Endian systems explained: Little-endian vs Big-endian

Have you wondered what the terms little-endian and big-endian mean? It refers to the ordering of data stored in memory. This blog post will highlight the difference between little-endian and big-endian systems.

How is data ordered in memory?

Computers understand only binary data: zeros and ones. At this very moment, the hard disk present on your computer, is simply having a very specific ordering of zeros and ones to represent your data.

alt text

Each zero or one present is referred to as a bit. For the various applications on your system to read and interpret data bits, a structure is required.

Data is interpreted as a set of 8 bits, called a byte. Each byte is interpreted in hexadecimal form. In the following figure, the first set of 8 bits 10110001, representing one byte, is B1 in hexadecimal form. One tool to help convert data from binary to hexadecimal representation is an online calculator like this one: Binary to Hex Converter. You can also perform this conversion using the calculator application on your computer in programmer mode.

alt text

Whenever you perform an operation on your computer, say reading a file, the processor reads the file from disk and loads it in memory. The processor can be Intel based or ARM based. Depending on the processor type, data is handled differently in memory. This is where endianness comes in.

Now let’s consider the position of these hexadecimal bytes:

alt text

Assume that the positions refer to addresses in memory. In this case, position 1 is a low address and position 4 is a high address. The byte value to be stored in memory is B139F546.

Understanding big-endian

On processors that handle data in big-endian, the bytes are read from left to right and stored in memory starting at the low address. This is like reading English.

________________________

### Things to do:
**A.** In the article on little-endian and big-endian systems, what is the byte 10110001 in hexadecimal form?
**B.** Continue the article on little-endian and big-endian systems from its last sentence.

________________________

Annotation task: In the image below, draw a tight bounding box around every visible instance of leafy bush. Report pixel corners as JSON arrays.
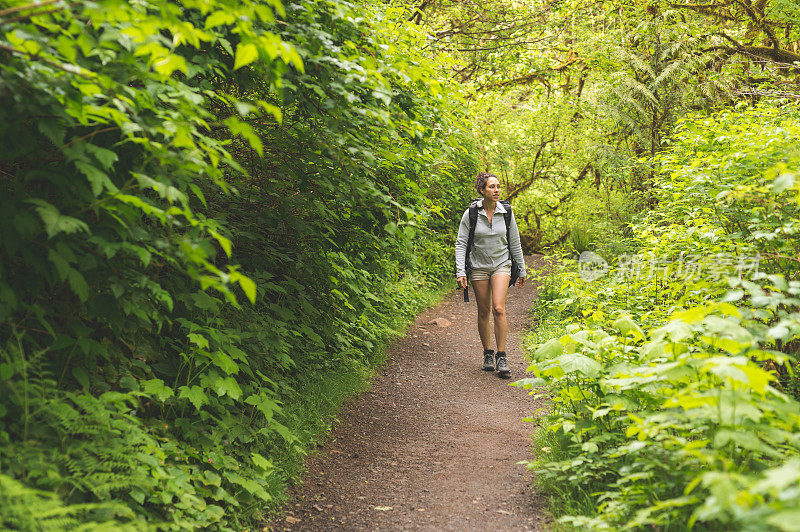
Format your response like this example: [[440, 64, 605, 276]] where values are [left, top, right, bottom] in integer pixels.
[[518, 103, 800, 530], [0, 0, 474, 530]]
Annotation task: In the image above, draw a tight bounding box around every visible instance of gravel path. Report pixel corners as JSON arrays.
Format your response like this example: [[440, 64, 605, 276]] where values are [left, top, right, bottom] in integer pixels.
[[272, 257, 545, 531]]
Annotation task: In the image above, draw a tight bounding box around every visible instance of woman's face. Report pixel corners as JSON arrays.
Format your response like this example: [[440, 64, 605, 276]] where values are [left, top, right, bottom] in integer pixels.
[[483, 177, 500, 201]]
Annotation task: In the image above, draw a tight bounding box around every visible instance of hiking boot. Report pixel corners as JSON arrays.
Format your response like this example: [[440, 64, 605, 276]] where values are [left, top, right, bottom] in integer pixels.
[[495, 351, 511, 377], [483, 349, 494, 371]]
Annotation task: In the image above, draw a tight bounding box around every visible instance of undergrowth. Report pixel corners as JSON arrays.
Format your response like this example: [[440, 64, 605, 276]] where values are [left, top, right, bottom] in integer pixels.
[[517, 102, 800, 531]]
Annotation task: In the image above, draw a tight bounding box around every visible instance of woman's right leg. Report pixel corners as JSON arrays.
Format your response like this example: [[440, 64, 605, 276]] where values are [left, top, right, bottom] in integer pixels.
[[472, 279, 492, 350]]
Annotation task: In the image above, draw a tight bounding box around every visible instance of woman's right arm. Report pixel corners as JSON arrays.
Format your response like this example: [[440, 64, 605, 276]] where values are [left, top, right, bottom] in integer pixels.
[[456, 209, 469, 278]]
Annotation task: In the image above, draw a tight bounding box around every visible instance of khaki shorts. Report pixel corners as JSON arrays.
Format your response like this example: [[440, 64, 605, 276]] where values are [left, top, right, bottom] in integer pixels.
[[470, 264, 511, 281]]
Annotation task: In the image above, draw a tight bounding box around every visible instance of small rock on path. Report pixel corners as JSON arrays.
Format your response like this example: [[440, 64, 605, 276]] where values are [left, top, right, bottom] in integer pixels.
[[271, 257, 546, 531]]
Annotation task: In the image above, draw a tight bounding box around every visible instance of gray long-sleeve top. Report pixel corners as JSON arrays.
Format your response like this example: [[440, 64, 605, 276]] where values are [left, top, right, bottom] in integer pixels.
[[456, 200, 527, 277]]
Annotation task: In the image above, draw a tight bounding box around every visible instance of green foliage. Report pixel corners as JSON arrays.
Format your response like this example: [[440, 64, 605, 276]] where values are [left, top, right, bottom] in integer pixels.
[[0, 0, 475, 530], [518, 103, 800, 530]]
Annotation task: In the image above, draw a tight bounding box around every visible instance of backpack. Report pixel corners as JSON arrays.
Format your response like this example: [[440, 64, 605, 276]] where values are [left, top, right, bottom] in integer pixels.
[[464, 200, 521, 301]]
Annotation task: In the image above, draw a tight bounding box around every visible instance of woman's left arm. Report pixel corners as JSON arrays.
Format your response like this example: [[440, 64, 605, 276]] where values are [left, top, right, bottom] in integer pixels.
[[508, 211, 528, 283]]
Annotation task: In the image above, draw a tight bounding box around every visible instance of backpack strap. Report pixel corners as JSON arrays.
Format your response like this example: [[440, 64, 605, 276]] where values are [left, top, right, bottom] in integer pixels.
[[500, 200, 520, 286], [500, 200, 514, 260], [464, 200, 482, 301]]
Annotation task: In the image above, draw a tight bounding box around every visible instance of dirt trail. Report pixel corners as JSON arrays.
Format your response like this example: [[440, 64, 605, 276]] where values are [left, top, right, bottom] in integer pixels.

________________________

### The answers:
**A.** B1

**B.**
alt text

This is how data would appear on memory where data is handled in big-endian.

alt text

Understanding little-endian

On processors that handle data in little-endian, to store B139F546, the bytes are read from right to left and stored in memory starting at the low address. This is like reading Arabic.

alt text

This is how data would appear on memory where data is handled in little-endian.

alt text

Looking at the big picture

All the files on your hard disk are stored in an organized way. Every file is stored as a unique sequence of bytes using specific data structures. Depending on the processor and operating system, the bytes are handled in memory as little-endian or big-endian.

  1. Intel 32-bit and 64-bit processors running Windows and Linux interpret data in little-endian
  2. ARM M1 chip running Mac OS interprets data in big-endian
  3. Intel processors running Mac OS interprets data in little-endian

Modern systems that have the ability to switch between using little-endian and big-endian are referred to as bi-endian.

Why is endianness important for forensics?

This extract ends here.